** begin Extracted records **

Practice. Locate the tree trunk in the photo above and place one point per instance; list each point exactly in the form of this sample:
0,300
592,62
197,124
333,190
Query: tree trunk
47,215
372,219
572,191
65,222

** end Extracted records **

What this task involves -> Locate every line in the records above that contains the string "trunk", and copy each of those lines.

Result of this task ->
Practice. Locate the tree trunk in the photo above and place one point per instance; list each point exactly in the form of this sample:
Query: tree trunk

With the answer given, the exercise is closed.